> **What is expected**
Return only this: the line with "hillside in the photo above." and all the lines that follow it below, through the final one, exactly as they are.

> **Material for this task**
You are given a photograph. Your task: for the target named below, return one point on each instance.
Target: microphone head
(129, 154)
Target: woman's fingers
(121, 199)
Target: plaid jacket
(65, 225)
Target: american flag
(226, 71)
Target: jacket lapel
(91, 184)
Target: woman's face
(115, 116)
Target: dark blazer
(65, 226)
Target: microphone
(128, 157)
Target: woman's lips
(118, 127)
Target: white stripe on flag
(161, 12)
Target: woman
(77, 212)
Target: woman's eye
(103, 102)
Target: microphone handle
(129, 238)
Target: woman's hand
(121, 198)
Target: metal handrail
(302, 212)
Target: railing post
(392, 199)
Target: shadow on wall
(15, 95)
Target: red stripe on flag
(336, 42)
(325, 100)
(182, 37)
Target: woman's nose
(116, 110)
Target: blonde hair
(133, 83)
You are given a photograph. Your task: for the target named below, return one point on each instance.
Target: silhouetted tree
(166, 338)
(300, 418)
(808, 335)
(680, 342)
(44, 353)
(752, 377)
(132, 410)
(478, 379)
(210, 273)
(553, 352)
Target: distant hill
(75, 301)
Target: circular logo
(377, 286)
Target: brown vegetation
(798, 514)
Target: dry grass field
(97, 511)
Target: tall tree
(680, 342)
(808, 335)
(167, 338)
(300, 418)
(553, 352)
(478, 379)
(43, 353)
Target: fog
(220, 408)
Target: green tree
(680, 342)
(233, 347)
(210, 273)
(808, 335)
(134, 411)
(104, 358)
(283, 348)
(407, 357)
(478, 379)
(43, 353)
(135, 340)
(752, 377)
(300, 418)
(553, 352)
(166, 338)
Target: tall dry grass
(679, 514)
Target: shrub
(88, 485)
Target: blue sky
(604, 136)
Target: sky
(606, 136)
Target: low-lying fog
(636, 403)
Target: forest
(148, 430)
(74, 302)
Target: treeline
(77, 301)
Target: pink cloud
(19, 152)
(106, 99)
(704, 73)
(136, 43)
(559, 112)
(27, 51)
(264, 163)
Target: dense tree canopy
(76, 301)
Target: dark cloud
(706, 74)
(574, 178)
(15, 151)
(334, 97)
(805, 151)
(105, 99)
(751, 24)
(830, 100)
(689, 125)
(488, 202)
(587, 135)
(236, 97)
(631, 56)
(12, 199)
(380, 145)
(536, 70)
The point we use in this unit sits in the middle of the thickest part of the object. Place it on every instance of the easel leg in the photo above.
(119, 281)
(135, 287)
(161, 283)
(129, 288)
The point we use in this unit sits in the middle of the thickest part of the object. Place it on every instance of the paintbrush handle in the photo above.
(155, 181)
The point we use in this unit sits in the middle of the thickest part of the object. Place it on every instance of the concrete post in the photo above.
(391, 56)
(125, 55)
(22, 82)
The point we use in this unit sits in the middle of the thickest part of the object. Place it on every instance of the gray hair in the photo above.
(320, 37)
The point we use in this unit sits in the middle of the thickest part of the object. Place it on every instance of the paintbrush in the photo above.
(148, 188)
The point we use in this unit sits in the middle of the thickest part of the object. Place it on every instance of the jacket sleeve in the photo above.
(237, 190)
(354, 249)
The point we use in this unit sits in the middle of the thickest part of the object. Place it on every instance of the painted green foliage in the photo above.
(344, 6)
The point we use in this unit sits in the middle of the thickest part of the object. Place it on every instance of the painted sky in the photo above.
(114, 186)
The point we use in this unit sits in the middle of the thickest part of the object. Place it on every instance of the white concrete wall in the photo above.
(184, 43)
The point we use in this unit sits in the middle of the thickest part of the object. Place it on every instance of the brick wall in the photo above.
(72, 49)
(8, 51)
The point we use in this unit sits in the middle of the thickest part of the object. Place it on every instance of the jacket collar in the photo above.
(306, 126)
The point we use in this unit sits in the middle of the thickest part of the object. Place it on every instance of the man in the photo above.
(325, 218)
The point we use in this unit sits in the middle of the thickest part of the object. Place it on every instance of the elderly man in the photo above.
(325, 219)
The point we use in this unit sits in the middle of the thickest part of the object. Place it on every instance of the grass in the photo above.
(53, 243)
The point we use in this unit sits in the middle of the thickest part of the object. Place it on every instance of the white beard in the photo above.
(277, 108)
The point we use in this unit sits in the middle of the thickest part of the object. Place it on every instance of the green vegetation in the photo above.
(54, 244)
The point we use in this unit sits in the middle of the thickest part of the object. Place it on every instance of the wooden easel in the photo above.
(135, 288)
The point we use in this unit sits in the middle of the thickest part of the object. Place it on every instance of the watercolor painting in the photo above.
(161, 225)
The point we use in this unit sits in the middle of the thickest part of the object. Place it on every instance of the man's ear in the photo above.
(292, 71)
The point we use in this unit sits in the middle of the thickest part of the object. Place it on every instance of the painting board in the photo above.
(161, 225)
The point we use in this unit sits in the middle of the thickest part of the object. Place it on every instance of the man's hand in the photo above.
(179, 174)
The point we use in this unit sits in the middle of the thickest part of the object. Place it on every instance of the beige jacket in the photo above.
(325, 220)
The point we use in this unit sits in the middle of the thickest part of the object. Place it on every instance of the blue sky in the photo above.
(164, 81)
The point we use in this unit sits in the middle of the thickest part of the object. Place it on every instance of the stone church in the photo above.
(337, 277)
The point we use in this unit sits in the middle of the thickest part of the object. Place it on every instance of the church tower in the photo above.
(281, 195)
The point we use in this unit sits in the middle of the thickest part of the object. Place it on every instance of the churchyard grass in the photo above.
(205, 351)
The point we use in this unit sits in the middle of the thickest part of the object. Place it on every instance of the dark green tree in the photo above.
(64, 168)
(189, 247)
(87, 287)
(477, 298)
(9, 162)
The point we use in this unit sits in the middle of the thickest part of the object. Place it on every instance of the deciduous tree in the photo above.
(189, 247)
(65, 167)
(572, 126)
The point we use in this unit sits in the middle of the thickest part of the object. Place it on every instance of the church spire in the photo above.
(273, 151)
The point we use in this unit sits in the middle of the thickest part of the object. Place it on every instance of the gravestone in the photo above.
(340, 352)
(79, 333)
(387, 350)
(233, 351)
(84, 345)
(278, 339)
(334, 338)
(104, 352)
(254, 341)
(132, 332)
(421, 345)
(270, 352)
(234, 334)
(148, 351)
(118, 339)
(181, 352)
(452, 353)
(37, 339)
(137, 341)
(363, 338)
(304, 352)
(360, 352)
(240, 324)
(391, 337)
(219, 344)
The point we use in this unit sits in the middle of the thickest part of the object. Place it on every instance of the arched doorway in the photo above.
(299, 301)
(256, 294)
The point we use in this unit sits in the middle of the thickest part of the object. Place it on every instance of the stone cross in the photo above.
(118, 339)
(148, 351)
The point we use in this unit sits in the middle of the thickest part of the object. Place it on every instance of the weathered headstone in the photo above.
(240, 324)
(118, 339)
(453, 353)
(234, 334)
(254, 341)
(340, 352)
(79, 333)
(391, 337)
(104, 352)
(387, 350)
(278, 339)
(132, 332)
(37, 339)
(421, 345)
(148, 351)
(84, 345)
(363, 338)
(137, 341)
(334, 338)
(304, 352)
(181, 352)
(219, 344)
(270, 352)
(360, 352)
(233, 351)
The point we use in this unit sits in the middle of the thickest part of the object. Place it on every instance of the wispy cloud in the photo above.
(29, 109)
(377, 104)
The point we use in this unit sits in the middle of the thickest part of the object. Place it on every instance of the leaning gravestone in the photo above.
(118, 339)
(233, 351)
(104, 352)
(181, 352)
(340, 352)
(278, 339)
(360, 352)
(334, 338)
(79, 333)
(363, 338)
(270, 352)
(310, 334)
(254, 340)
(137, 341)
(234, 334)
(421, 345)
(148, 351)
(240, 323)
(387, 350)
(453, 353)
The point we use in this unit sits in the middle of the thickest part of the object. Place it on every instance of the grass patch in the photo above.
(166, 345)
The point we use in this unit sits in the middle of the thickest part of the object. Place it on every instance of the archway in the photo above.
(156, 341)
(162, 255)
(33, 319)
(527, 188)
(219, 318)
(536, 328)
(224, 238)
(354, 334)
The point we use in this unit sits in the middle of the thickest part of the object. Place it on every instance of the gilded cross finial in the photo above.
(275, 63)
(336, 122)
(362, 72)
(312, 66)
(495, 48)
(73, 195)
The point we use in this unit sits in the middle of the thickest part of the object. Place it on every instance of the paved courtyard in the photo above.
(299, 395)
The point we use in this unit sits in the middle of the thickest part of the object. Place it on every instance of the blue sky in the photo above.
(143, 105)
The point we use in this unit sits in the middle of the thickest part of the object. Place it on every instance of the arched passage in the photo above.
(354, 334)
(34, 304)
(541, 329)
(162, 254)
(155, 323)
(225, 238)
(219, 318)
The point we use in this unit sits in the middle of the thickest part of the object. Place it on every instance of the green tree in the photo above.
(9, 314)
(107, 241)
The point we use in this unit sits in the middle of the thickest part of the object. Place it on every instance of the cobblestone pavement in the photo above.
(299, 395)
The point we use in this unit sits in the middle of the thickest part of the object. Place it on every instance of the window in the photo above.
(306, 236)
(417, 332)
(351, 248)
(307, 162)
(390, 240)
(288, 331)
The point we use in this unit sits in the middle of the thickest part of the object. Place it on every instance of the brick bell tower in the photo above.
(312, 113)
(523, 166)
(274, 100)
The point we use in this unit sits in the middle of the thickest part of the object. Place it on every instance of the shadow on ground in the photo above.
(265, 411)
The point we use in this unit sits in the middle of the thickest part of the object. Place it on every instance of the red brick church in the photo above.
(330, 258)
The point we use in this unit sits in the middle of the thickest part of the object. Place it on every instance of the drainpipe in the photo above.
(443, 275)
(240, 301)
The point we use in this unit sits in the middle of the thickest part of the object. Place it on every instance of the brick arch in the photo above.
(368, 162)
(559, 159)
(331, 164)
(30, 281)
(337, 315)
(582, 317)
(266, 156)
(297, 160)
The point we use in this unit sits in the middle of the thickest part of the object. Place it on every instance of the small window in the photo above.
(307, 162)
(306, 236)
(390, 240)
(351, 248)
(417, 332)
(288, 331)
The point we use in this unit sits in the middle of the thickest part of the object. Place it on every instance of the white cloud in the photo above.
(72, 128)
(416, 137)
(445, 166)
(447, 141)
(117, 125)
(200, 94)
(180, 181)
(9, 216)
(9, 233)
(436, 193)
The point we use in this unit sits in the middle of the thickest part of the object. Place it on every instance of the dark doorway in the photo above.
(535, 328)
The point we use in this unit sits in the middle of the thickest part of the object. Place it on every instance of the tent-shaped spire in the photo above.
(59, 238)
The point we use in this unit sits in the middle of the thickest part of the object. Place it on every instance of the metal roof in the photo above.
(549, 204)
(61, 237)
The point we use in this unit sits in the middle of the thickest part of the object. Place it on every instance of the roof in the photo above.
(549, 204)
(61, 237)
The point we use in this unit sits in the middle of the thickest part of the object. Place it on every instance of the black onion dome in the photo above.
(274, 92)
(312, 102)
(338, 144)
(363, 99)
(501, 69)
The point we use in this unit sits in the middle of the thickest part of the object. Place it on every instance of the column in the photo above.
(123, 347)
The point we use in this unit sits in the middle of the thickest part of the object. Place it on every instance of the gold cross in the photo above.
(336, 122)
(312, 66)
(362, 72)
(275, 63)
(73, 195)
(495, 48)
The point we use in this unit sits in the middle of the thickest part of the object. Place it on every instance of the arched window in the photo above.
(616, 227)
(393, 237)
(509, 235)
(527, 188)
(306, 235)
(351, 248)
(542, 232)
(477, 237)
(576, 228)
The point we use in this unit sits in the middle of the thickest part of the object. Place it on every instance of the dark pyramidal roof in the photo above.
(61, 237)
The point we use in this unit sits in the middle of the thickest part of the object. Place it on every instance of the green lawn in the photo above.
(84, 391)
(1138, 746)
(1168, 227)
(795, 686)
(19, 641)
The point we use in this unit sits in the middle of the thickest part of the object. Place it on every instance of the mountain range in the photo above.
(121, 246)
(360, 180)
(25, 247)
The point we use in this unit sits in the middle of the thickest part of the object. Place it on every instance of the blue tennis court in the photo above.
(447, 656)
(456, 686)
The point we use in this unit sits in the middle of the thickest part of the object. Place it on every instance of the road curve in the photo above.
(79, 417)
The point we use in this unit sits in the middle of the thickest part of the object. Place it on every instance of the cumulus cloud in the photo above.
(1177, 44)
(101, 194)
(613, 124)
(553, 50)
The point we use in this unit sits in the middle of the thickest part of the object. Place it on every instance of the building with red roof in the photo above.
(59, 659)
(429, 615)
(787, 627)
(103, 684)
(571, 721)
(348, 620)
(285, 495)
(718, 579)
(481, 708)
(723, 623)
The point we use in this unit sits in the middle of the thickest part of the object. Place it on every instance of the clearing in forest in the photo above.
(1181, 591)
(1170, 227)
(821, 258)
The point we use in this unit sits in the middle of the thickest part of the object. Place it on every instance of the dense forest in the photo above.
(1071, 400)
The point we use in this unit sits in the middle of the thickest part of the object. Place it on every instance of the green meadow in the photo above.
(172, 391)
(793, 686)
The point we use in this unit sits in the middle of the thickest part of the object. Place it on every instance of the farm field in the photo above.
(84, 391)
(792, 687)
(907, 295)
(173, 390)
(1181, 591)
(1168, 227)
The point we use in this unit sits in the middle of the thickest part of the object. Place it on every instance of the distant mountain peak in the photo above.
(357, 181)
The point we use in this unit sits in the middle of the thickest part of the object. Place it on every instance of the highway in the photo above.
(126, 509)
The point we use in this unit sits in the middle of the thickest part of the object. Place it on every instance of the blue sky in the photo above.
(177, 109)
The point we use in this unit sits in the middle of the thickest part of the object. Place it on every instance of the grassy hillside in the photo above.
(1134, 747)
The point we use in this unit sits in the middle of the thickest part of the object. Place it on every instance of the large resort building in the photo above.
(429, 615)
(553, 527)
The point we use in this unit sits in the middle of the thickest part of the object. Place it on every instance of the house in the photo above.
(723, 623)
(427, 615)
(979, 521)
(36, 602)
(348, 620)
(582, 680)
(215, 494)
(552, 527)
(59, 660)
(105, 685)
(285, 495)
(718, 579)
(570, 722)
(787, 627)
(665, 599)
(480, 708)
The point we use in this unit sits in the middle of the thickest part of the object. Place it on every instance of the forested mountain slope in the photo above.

> **Right answer**
The point we use in this unit sits in the middle of the thickest part of the object. Place it on every instance of the grassy hillside in the photo above.
(1134, 747)
The point we use in this unit sits in the middle of the thickest part of the object. Place it on every instance of the large resort building in the photo above.
(429, 615)
(553, 527)
The point we use in this unit sits in the middle of the thickest part of the object. Place it on every instance of the house in the photo above.
(723, 623)
(427, 615)
(979, 521)
(36, 602)
(348, 620)
(582, 680)
(215, 494)
(552, 527)
(59, 660)
(105, 685)
(285, 495)
(718, 579)
(570, 722)
(787, 627)
(665, 599)
(480, 708)
The point we use in this unit sits in the middle of the thickest part of the object. Place it on every instance of the forested mountain slope in the photo above.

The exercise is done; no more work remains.